____ EXERCISE INPUT
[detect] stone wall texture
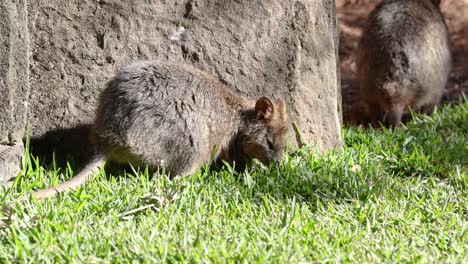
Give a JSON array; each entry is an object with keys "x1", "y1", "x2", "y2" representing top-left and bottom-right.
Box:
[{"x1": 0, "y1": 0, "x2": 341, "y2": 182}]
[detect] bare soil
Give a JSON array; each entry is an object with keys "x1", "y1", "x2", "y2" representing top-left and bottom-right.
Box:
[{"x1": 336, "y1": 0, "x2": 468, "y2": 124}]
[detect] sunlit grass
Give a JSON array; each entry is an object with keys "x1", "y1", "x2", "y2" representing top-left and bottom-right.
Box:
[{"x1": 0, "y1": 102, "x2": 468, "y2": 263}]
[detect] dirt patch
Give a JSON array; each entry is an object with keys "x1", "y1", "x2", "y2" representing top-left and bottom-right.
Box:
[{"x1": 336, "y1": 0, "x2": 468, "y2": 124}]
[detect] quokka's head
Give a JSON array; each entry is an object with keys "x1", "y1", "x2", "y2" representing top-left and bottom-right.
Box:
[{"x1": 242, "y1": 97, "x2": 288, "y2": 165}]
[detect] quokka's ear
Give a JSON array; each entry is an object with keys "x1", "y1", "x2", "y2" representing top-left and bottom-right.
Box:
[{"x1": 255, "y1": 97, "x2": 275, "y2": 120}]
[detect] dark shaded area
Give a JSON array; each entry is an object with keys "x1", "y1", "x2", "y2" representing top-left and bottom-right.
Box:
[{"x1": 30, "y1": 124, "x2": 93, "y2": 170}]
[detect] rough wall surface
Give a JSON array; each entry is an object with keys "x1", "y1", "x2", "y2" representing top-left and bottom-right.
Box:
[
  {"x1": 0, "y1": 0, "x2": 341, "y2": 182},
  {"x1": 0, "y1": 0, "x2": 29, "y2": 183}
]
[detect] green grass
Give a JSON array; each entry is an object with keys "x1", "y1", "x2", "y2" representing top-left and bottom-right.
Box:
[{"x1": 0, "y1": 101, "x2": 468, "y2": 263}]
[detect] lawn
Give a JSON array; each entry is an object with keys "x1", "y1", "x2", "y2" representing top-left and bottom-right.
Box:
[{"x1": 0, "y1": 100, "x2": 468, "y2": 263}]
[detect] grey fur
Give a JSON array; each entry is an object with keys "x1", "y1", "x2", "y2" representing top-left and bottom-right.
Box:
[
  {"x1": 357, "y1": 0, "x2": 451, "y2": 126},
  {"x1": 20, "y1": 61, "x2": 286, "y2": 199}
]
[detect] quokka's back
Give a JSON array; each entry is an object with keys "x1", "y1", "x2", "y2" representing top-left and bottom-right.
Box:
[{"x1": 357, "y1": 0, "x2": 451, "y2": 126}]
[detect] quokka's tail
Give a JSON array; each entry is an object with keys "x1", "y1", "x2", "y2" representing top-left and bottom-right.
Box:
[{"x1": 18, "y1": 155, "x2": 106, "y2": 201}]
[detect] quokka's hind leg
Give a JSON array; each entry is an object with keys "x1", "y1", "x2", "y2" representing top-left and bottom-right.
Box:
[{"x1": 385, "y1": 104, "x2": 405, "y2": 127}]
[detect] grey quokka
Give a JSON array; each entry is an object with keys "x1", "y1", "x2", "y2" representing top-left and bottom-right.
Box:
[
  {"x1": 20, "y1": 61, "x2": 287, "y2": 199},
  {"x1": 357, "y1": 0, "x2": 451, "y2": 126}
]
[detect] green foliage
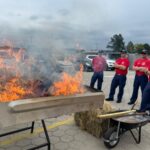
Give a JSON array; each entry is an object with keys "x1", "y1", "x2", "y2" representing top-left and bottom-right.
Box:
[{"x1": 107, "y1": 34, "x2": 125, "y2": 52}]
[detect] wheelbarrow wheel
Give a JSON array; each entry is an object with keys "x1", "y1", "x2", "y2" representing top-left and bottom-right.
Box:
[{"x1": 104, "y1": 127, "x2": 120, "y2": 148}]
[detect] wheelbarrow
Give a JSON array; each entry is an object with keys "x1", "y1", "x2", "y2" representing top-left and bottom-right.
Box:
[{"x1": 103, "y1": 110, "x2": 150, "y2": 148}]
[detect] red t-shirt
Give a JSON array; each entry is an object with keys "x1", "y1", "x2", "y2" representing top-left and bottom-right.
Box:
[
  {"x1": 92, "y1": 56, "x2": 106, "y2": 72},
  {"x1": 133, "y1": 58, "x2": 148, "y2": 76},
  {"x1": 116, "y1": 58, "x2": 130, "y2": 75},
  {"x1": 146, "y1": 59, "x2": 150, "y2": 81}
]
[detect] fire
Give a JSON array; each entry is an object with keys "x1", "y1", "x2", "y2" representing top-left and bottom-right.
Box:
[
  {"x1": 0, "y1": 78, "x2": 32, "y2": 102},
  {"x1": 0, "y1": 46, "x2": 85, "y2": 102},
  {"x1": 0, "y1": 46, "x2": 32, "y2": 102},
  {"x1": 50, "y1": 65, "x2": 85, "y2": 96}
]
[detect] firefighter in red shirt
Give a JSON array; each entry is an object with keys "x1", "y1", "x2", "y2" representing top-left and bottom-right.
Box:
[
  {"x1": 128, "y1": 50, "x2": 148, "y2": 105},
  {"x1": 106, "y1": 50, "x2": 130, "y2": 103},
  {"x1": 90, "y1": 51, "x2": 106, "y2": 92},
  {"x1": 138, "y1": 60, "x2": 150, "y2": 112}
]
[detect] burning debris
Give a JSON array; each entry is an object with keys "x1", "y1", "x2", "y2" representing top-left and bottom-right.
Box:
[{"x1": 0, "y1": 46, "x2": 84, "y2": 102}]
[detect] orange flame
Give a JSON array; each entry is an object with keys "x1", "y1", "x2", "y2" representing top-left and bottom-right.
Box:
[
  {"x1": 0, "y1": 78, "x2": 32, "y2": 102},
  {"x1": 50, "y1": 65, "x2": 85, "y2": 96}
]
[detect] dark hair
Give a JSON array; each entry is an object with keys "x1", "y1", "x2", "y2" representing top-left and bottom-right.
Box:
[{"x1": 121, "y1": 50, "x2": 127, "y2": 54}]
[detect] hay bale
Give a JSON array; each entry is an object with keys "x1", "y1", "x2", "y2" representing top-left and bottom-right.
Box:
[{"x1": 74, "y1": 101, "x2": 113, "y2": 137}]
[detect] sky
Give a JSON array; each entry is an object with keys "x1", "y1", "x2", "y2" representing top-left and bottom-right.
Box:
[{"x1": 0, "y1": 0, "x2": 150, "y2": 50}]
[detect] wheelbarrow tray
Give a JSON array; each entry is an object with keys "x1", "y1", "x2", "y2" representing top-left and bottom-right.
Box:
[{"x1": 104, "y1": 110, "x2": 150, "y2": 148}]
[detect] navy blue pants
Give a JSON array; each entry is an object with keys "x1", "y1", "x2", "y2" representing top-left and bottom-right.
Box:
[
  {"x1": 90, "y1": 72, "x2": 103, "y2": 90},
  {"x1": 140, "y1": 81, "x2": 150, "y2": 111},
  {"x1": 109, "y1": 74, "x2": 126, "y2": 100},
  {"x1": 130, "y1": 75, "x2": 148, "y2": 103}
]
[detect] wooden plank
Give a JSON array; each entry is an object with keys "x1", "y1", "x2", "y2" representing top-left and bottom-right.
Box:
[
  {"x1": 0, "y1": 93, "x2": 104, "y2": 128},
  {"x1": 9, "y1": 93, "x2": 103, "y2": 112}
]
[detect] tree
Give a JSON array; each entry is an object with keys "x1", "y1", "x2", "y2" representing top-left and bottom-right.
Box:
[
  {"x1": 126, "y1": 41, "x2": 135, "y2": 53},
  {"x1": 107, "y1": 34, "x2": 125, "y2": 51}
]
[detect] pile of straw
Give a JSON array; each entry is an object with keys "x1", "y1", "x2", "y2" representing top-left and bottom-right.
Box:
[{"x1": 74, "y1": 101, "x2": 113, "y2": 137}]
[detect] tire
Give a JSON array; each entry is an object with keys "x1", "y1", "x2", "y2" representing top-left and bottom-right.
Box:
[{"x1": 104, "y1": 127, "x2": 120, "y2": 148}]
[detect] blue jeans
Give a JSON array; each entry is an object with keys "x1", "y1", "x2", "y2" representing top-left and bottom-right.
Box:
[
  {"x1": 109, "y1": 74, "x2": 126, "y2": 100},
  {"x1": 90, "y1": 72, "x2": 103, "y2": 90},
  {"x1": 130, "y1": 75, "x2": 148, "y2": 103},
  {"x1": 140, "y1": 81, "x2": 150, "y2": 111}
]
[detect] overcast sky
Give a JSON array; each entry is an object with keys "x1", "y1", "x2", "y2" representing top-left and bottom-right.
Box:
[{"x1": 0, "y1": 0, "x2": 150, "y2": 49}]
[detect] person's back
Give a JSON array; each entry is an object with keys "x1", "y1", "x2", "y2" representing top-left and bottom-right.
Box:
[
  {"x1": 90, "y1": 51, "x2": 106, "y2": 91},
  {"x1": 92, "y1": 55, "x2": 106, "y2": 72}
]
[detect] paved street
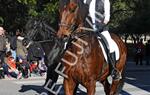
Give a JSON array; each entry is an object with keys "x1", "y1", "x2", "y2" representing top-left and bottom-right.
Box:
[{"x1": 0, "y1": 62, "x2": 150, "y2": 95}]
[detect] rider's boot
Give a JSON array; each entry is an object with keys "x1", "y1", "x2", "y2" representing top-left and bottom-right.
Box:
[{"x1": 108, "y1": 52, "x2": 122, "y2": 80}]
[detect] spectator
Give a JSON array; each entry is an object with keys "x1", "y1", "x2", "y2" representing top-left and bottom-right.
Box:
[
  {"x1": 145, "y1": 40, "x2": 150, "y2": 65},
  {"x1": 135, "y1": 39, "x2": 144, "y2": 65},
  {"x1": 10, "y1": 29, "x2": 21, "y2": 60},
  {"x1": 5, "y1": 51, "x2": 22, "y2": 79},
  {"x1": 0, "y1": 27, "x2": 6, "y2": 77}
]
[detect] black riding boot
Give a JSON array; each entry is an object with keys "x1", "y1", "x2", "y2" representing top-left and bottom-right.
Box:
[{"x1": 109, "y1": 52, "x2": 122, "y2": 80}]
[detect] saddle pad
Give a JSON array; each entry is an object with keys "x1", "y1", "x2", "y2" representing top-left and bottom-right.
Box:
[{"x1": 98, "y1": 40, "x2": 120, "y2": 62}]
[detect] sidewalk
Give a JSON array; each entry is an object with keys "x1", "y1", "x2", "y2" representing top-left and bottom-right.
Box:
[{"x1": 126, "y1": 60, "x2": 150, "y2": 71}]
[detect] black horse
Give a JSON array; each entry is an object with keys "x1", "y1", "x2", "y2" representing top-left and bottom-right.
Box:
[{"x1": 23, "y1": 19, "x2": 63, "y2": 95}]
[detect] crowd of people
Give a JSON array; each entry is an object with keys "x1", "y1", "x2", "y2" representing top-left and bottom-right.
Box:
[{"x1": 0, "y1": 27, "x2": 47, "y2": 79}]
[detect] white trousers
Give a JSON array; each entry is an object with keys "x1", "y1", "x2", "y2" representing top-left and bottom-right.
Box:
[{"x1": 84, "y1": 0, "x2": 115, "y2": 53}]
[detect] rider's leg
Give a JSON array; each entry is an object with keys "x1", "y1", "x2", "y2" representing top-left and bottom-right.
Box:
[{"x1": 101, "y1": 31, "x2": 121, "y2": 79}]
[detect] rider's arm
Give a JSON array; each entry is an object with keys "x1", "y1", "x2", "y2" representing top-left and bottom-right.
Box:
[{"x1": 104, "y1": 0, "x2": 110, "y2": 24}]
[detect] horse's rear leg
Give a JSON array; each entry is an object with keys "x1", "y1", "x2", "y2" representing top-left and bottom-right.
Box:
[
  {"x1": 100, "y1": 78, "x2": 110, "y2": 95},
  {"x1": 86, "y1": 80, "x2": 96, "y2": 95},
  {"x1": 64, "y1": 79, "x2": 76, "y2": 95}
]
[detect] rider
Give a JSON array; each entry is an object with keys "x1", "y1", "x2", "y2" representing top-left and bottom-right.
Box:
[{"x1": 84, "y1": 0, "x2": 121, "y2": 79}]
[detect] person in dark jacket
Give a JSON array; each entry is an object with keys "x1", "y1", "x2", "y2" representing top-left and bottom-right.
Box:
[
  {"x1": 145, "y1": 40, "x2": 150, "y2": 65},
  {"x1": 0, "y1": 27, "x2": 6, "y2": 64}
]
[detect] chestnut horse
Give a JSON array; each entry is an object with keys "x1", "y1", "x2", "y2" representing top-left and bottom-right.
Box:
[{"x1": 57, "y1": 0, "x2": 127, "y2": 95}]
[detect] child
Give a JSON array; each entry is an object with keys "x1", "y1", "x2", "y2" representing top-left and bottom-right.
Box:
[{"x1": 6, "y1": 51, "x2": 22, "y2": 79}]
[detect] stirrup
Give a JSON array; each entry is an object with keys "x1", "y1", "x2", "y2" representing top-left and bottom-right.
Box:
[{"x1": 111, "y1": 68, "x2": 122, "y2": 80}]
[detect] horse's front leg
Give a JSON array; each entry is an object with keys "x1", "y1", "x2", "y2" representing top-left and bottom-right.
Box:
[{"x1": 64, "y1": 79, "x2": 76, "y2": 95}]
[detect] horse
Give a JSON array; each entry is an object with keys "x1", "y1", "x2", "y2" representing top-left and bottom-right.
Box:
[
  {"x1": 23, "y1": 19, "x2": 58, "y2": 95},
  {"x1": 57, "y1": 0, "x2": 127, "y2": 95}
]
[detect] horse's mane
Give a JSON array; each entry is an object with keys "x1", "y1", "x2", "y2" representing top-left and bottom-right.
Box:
________
» WORK TO BE COMPLETED: Tally the lines in the rows above: how many contain the string "grass"? Reply with only the number.

» FULL OUTPUT: 2